** Begin Material to process **

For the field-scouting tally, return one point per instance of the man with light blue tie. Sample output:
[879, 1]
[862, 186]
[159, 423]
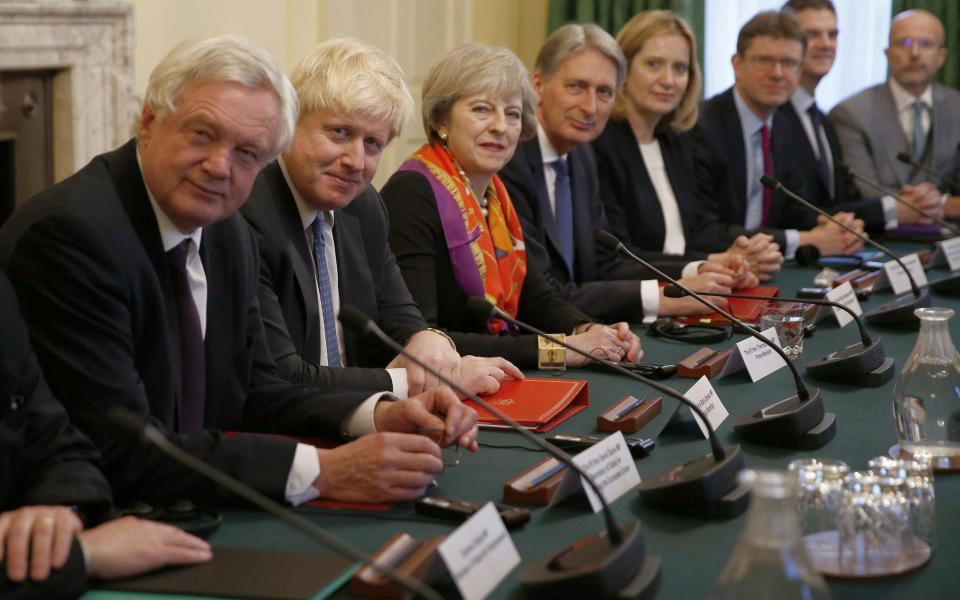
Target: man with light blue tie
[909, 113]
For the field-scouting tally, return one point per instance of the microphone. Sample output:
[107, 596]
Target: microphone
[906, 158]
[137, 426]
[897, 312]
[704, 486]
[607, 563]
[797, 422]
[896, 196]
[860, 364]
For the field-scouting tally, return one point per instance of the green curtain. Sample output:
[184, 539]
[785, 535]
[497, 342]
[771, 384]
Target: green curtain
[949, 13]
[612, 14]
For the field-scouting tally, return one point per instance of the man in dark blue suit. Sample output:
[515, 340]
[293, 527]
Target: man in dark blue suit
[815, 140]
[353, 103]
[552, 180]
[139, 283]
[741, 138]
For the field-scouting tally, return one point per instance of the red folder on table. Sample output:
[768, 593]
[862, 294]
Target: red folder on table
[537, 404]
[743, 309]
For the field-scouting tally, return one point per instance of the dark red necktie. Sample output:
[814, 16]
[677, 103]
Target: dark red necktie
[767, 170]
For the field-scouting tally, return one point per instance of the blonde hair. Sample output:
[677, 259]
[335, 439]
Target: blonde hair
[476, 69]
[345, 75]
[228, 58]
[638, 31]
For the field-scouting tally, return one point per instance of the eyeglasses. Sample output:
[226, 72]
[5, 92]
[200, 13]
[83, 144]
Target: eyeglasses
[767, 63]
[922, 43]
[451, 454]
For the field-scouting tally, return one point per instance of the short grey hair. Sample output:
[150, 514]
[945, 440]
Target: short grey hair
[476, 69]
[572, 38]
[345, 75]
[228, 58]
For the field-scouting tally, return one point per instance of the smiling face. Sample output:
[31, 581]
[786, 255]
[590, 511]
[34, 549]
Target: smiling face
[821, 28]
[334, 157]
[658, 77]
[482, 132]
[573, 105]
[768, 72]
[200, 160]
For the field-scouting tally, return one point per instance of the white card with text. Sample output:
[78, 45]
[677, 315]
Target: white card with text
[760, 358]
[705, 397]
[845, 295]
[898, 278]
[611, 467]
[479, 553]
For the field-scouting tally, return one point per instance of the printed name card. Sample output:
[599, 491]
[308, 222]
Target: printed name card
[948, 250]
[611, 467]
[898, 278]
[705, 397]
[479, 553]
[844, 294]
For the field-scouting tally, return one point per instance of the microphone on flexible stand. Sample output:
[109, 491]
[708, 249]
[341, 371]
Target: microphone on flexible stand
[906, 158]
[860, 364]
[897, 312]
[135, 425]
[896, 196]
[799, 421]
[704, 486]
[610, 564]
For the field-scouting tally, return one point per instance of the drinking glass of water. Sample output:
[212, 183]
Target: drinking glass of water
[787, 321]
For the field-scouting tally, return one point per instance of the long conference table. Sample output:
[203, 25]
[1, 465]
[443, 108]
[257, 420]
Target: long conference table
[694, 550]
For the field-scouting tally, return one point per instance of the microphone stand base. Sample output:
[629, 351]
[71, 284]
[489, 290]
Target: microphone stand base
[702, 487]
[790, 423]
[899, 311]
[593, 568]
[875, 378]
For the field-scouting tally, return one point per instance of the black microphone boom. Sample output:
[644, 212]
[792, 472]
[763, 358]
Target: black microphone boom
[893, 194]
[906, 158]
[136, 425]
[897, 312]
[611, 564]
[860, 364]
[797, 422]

** End Material to process **
** Begin Material to process **

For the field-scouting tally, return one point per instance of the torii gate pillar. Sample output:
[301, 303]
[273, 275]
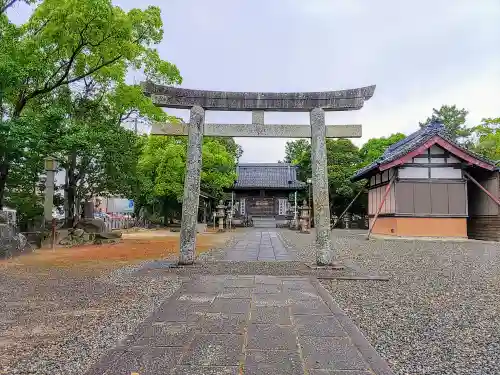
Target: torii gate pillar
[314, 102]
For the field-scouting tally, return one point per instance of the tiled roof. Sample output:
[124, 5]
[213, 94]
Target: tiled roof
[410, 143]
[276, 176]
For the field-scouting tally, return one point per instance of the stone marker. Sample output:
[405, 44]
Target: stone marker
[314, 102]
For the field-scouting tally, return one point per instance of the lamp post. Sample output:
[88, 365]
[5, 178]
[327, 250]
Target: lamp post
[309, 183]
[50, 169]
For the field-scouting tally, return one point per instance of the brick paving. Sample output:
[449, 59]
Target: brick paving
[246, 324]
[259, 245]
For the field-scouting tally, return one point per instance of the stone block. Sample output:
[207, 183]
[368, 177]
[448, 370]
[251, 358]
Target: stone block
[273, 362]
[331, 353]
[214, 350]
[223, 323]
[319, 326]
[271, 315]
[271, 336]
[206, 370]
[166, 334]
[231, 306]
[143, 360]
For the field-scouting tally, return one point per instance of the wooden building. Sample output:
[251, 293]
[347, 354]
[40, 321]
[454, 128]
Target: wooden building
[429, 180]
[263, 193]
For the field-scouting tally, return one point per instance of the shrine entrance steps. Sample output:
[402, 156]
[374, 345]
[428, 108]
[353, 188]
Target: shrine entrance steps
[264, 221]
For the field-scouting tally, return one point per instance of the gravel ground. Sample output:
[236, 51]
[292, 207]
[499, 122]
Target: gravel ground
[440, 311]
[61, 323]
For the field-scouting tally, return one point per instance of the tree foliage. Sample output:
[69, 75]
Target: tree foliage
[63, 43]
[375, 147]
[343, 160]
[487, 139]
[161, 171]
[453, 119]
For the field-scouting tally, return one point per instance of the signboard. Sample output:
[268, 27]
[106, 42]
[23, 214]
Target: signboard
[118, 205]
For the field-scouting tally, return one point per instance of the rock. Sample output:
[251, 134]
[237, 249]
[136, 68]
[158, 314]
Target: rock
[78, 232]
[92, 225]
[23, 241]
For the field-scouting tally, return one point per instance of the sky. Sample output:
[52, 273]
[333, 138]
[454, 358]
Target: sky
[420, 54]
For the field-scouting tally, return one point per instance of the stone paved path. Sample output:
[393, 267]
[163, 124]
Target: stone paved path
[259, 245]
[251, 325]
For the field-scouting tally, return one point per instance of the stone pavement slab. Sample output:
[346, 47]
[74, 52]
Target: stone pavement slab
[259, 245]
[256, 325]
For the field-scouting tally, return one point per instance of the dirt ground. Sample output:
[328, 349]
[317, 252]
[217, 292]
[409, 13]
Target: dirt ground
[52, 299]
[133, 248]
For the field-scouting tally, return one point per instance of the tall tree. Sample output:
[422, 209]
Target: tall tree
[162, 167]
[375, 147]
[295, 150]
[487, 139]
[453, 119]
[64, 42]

** End Material to process **

To be done:
Extract every line of the items above that contains the word "foliage", and copy each one unchanged.

Full output:
For the field-scouting tally, return one point per instance of the tree foliage. Sample output:
Target: tree foliage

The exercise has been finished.